Reproduce the forum thread about the SPOJ ACODE problem below in full, word for word, including its code.

Provided passage ▸
•••••

# Doubt in SPOJ - ACODE

Ques : ACODE
I am a beginner and I tried to solve this ques using DP .It shows correct results for the testcases not involving zeroes in between the i/p number.
For example)
It fails when i/p is:
310
(shows: 2,but ans should be: 1)
10110
(shows:6,but ans should be:1)

And on submission (when I hadn’t thought about the above test cases) shows TLE.

My code:

#include <iostream>
#include <string.h>
#define ll long long
using namespace std;

ll l; //the size of i/p array

ll func(int *a, int s, int *dp)
{
//Base Case:
if (s >= l)
{
return 1;
}
//DP Case:
if (dp[s] != 0)
{
return dp[s];
}
//Recursive Case:
ll ans = 0;
if (s != l - 1)
{
int dig = a[s] * 10 + a[s + 1];
if (dig > 9 && dig <= 26)
{
ans += func(a, s + 2, dp);
dp[s] = ans;
}
}

ans += func(a, s + 1, dp);
dp[s] = ans;
return ans;
}

int main()
{
string n;
cin >> n;
while (n != "0")
{
l = n.size();
int *a = new int[l];
for (int i = 0; i < l; i++)
{
a[i] = n[i] - '0';
}
int *dp = new int[l]{0};
cout << func(a, 0, dp) << endl;
delete[] dp;
delete[] a;
cin >> n;
}
return 0;
}


@ssrivastava990 @ssjgz @cubefreak777 plzz look into this question

There’s one video for this on Youtube by pepcoding in their dp series
You can refer https://youtu.be/jFZmBQ569So
But their solution is bottom up
but still for intuition you can refer that .

•••••

Listed entries ▸
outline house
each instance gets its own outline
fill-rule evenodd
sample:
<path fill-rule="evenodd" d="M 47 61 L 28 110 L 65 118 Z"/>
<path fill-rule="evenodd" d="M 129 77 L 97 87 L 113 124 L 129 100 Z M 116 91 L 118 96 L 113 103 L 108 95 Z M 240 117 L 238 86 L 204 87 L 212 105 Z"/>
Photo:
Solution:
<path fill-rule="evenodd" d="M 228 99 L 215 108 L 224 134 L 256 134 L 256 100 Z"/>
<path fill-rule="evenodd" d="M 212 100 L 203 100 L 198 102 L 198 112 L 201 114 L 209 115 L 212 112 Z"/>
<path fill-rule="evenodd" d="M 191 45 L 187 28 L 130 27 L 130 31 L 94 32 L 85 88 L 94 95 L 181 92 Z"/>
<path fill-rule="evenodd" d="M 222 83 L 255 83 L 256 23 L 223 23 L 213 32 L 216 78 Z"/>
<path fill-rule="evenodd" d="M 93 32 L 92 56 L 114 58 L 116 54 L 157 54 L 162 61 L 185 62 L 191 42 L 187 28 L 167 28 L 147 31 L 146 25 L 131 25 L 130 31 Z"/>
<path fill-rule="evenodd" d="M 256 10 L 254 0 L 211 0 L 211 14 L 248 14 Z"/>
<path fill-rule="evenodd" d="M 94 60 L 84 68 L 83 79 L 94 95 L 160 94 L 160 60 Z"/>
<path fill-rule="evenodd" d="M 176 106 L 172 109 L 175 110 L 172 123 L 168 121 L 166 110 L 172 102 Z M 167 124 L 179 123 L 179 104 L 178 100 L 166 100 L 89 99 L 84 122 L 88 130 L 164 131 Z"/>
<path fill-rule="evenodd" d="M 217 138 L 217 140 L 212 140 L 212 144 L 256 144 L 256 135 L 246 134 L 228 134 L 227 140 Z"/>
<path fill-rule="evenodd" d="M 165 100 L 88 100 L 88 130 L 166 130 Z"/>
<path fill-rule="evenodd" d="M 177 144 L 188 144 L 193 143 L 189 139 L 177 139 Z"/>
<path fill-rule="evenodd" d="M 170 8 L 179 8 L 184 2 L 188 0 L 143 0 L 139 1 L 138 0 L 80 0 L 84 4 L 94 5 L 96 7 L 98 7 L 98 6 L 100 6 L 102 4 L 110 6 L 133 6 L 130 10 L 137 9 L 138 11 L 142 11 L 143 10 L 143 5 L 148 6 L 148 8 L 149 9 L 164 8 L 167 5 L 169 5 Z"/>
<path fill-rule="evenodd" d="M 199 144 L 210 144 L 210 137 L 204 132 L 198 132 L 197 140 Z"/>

•••••

Final answer ▸
# Doubt in SPOJ - ACODE

Ques : ACODE
I am a beginner and I tried to solve this ques using DP .It shows correct results for the testcases not involving zeroes in between the i/p number.
For example)
It fails when i/p is:
310
(shows: 2,but ans should be: 1)
10110
(shows:6,but ans should be:1)

And on submission (when I hadn’t thought about the above test cases) shows TLE.

My code:

#include <iostream>
#include <string.h>
#define ll long long
using namespace std;

ll l; //the size of i/p array

ll func(int *a, int s, int *dp)
{
//Base Case:
if (s >= l)
{
return 1;
}
//DP Case:
if (dp[s] != 0)
{
return dp[s];
}
//Recursive Case:
ll ans = 0;
if (s != l - 1)
{
int dig = a[s] * 10 + a[s + 1];
if (dig > 9 && dig <= 26)
{
ans += func(a, s + 2, dp);
dp[s] = ans;
}
}

ans += func(a, s + 1, dp);
dp[s] = ans;
return ans;
}

int main()
{
string n;
cin >> n;
while (n != "0")
{
l = n.size();
int *a = new int[l];
for (int i = 0; i < l; i++)
{
a[i] = n[i] - '0';
}
int *dp = new int[l]{0};
cout << func(a, 0, dp) << endl;
delete[] dp;
delete[] a;
cin >> n;
}
return 0;
}


@ssrivastava990 @ssjgz @cubefreak777 plzz look into this question

There’s one video for this on Youtube by pepcoding in their dp series
You can refer https://youtu.be/jFZmBQ569So
But their solution is bottom up
but still for intuition you can refer that .